#### Objective
Return each line of the material below that contains the word "meteor", copied in full.

#### Excerpted records

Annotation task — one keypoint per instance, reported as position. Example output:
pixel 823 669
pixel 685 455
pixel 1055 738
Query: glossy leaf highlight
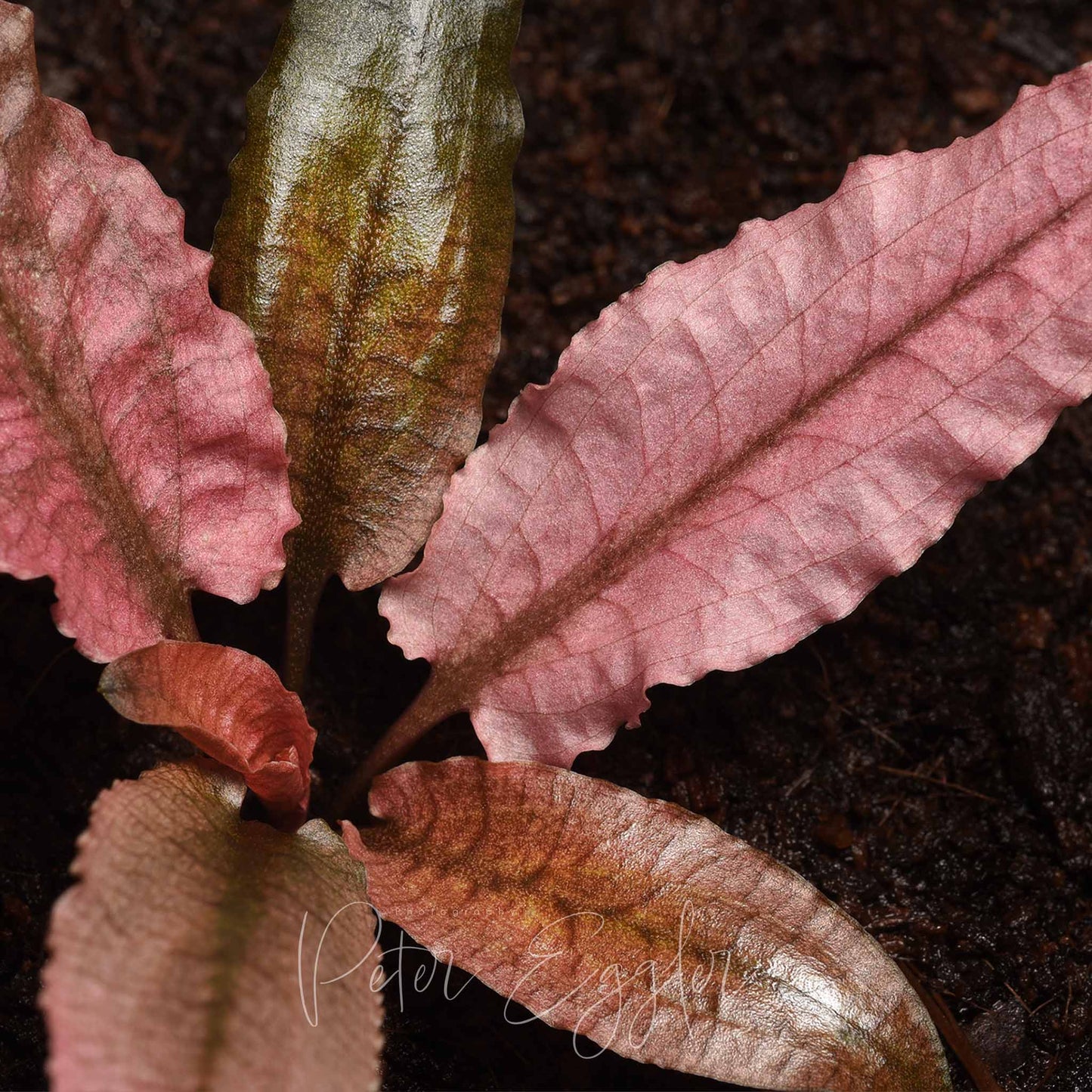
pixel 140 453
pixel 228 704
pixel 641 926
pixel 367 243
pixel 181 960
pixel 738 450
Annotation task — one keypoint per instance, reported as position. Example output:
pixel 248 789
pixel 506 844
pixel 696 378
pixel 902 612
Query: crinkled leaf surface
pixel 181 959
pixel 367 242
pixel 738 451
pixel 642 926
pixel 140 453
pixel 228 704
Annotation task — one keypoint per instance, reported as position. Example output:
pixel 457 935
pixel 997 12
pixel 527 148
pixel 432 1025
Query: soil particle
pixel 926 763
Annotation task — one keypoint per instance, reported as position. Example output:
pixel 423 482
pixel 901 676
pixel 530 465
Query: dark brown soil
pixel 926 763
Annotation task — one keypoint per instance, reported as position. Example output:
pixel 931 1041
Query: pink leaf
pixel 738 451
pixel 641 926
pixel 191 952
pixel 228 704
pixel 140 453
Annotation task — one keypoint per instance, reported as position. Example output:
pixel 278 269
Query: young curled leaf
pixel 193 954
pixel 367 243
pixel 230 704
pixel 641 926
pixel 741 449
pixel 140 453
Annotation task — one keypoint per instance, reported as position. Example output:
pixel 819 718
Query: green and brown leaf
pixel 367 242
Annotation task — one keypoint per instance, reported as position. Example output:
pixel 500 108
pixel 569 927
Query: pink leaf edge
pixel 228 704
pixel 739 450
pixel 140 452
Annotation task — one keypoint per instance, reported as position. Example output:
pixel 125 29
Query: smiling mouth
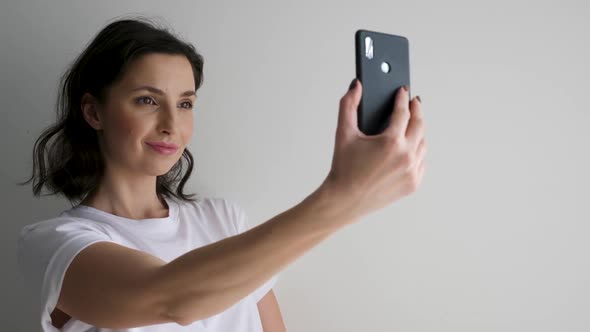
pixel 162 148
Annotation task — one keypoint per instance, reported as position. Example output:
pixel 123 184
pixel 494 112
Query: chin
pixel 158 168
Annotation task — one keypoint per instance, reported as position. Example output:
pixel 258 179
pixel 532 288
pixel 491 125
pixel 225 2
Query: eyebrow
pixel 160 92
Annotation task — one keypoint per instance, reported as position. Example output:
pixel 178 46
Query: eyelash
pixel 138 101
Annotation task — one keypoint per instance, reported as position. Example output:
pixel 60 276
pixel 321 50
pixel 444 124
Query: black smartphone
pixel 383 67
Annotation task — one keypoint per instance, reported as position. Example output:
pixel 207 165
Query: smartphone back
pixel 382 66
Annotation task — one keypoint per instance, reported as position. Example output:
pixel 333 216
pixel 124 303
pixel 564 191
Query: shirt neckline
pixel 171 217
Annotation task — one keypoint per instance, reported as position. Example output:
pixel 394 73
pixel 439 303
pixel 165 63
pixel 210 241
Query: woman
pixel 135 252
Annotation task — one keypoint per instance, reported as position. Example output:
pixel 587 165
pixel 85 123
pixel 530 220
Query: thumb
pixel 349 109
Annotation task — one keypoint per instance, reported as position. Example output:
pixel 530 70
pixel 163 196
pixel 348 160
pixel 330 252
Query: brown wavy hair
pixel 66 156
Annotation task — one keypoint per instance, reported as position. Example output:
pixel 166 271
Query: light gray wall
pixel 496 238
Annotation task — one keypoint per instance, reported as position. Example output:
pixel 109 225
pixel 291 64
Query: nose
pixel 168 119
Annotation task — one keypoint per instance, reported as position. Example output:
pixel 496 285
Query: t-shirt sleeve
pixel 243 225
pixel 45 250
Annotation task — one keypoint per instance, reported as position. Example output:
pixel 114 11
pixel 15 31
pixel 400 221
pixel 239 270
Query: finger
pixel 421 168
pixel 401 114
pixel 415 130
pixel 347 119
pixel 421 151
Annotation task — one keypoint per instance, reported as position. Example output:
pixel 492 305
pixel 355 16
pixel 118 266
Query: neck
pixel 127 195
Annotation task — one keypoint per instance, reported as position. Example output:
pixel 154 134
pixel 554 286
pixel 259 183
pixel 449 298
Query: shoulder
pixel 217 212
pixel 60 225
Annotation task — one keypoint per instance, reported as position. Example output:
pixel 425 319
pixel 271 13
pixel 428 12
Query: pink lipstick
pixel 163 147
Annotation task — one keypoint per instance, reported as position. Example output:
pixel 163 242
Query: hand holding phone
pixel 369 172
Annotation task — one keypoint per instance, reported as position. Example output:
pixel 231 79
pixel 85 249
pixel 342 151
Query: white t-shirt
pixel 46 248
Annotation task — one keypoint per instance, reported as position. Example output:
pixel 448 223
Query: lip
pixel 163 147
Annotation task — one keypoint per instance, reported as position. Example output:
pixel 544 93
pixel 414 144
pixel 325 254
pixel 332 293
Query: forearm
pixel 210 279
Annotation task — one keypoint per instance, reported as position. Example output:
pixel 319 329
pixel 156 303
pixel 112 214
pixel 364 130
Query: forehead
pixel 165 71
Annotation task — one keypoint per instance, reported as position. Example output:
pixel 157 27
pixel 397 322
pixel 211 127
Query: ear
pixel 90 112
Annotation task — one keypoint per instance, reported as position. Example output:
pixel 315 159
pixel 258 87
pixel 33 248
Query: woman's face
pixel 148 119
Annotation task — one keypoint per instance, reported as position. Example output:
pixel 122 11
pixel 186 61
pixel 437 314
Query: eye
pixel 188 104
pixel 141 100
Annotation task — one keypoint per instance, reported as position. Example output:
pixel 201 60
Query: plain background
pixel 495 239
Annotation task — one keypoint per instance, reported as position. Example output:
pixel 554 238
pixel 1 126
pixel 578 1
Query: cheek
pixel 125 131
pixel 186 127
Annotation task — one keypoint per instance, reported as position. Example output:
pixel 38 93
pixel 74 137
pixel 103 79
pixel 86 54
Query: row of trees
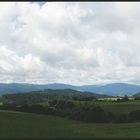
pixel 81 113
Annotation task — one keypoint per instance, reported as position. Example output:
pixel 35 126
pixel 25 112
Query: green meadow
pixel 27 125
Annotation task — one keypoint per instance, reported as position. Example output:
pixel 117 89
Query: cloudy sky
pixel 74 43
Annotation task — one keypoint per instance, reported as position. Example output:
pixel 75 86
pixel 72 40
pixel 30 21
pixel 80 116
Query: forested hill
pixel 49 94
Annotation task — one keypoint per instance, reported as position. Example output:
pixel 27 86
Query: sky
pixel 79 43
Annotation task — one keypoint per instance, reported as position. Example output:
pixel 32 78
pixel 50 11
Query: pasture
pixel 27 125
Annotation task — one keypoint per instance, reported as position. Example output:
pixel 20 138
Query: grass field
pixel 27 125
pixel 123 107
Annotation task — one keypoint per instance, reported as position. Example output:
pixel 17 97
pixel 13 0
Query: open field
pixel 123 107
pixel 27 125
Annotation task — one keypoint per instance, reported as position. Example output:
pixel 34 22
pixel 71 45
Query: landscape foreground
pixel 27 125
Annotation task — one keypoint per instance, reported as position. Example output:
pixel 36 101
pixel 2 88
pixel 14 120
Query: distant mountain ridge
pixel 115 89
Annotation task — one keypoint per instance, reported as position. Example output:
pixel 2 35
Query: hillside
pixel 49 94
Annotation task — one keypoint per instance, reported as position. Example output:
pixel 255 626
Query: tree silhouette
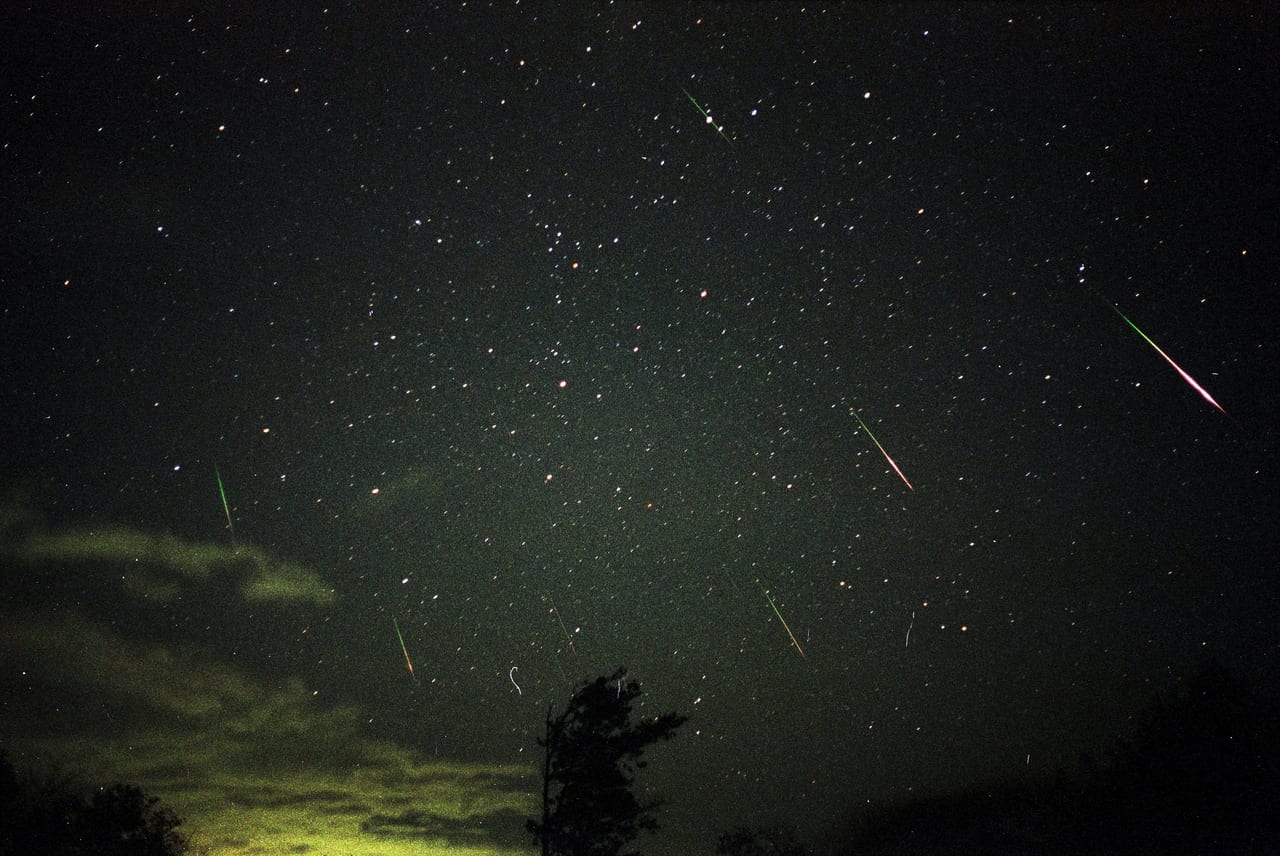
pixel 592 754
pixel 51 818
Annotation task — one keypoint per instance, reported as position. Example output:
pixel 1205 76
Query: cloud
pixel 160 567
pixel 251 765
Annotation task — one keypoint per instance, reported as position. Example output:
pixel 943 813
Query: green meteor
pixel 1169 360
pixel 407 662
pixel 881 448
pixel 781 619
pixel 225 507
pixel 720 129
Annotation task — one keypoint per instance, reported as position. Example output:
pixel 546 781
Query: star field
pixel 554 337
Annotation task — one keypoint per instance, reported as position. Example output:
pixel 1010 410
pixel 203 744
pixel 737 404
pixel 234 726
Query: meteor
pixel 881 448
pixel 1170 361
pixel 781 619
pixel 720 129
pixel 407 662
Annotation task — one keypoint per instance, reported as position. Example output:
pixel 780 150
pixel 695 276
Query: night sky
pixel 557 335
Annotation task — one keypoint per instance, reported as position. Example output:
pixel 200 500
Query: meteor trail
pixel 1169 360
pixel 407 662
pixel 781 619
pixel 720 129
pixel 565 630
pixel 881 448
pixel 225 507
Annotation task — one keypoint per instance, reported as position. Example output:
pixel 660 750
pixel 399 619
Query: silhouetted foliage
pixel 766 841
pixel 50 816
pixel 592 754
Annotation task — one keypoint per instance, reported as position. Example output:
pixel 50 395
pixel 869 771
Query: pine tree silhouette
pixel 592 754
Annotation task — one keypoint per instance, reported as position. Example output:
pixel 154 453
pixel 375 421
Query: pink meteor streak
pixel 881 448
pixel 1170 361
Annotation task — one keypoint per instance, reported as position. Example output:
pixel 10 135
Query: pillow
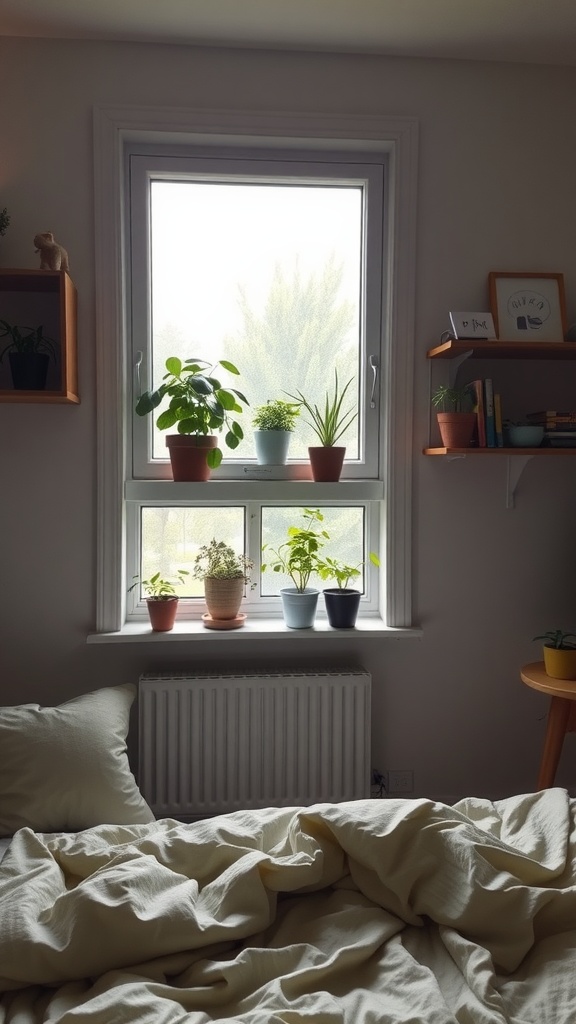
pixel 66 768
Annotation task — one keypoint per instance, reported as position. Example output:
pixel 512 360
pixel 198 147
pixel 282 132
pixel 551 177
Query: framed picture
pixel 528 306
pixel 480 326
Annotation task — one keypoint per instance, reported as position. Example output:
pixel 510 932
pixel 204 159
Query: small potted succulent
pixel 329 422
pixel 200 408
pixel 298 557
pixel 342 601
pixel 274 425
pixel 162 599
pixel 29 352
pixel 225 574
pixel 560 653
pixel 456 424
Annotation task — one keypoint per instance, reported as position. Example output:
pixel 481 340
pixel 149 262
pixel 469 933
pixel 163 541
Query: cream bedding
pixel 383 910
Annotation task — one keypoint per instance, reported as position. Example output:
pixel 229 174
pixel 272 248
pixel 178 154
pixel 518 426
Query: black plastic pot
pixel 341 606
pixel 29 371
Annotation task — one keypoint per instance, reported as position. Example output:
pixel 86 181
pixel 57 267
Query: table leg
pixel 559 714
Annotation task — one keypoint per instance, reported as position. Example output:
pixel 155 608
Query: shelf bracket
pixel 515 468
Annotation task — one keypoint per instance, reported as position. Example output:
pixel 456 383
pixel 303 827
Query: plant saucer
pixel 223 624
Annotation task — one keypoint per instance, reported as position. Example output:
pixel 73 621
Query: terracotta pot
pixel 326 463
pixel 223 597
pixel 162 612
pixel 188 456
pixel 456 429
pixel 560 664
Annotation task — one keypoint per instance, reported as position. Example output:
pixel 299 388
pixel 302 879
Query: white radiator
pixel 209 744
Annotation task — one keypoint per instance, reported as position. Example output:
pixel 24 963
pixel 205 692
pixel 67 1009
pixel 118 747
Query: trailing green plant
pixel 451 399
pixel 159 588
pixel 343 574
pixel 276 415
pixel 558 639
pixel 328 422
pixel 298 557
pixel 26 340
pixel 217 560
pixel 197 402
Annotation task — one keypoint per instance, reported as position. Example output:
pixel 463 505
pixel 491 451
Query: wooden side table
pixel 562 717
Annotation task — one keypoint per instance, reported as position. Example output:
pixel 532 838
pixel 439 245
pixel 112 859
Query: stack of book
pixel 560 428
pixel 488 408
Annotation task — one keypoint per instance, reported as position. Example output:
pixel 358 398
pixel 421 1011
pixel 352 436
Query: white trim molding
pixel 396 136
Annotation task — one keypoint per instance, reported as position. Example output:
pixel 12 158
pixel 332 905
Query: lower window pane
pixel 345 527
pixel 170 539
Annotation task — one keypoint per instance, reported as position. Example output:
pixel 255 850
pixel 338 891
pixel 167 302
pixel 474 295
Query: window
pixel 281 259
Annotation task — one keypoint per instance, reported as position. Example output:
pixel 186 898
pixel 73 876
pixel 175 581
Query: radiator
pixel 209 744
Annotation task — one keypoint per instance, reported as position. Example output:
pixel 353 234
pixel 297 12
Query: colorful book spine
pixel 477 391
pixel 489 413
pixel 498 420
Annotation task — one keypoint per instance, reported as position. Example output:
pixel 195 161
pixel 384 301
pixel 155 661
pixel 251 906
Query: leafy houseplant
pixel 298 557
pixel 29 351
pixel 455 423
pixel 560 653
pixel 274 424
pixel 329 422
pixel 200 409
pixel 225 574
pixel 162 599
pixel 342 601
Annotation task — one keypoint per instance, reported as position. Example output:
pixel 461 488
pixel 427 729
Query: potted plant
pixel 200 409
pixel 162 599
pixel 342 601
pixel 560 653
pixel 329 422
pixel 225 574
pixel 29 353
pixel 298 557
pixel 274 424
pixel 455 423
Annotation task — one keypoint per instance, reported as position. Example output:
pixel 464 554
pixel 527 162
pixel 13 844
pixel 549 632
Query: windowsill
pixel 255 629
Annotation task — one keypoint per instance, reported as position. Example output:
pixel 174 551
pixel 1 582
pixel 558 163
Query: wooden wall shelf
pixel 30 298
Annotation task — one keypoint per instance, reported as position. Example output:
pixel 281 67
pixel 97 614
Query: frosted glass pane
pixel 344 526
pixel 171 537
pixel 265 275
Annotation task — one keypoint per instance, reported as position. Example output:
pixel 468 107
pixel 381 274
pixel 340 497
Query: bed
pixel 373 910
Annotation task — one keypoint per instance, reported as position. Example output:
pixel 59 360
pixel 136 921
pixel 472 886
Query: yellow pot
pixel 560 664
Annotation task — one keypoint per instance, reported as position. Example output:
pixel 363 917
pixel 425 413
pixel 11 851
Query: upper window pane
pixel 266 275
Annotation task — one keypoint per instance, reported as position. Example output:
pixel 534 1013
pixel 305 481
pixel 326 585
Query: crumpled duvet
pixel 375 910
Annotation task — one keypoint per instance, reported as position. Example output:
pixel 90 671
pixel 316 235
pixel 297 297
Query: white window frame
pixel 144 165
pixel 397 139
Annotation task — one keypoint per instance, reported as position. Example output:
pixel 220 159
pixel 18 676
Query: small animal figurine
pixel 52 256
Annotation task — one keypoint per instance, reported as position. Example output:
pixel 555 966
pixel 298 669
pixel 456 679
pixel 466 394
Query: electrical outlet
pixel 400 781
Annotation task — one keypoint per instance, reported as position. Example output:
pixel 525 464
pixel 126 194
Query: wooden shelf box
pixel 31 298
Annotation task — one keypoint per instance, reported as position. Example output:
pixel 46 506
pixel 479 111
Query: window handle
pixel 374 368
pixel 137 365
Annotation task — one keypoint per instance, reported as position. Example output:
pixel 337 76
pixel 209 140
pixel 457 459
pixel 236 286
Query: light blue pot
pixel 272 446
pixel 299 606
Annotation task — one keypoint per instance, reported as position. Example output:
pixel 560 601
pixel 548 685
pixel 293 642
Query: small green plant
pixel 450 399
pixel 298 557
pixel 276 415
pixel 343 574
pixel 159 588
pixel 558 639
pixel 330 422
pixel 217 560
pixel 197 402
pixel 27 340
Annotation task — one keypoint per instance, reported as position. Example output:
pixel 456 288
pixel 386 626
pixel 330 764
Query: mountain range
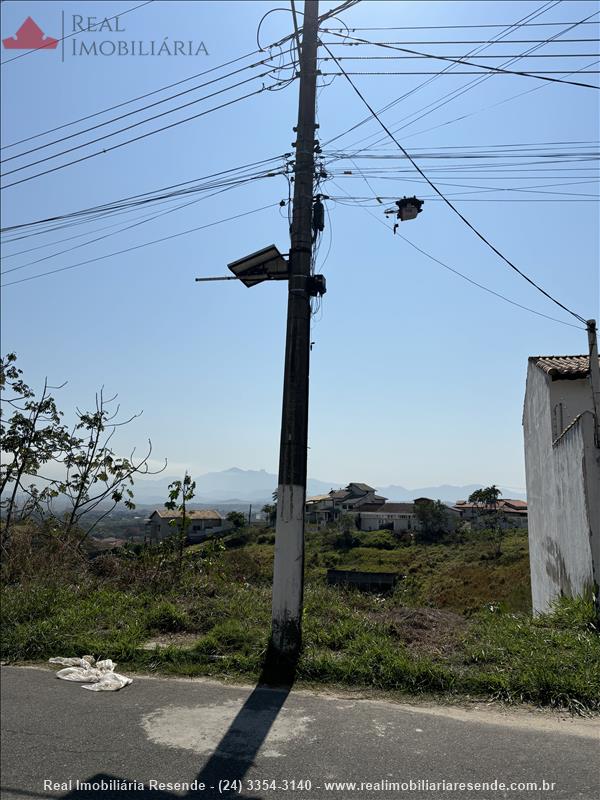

#### Correct output
Query: green meteor
Query: meteor
Query: meteor trail
Query: pink meteor streak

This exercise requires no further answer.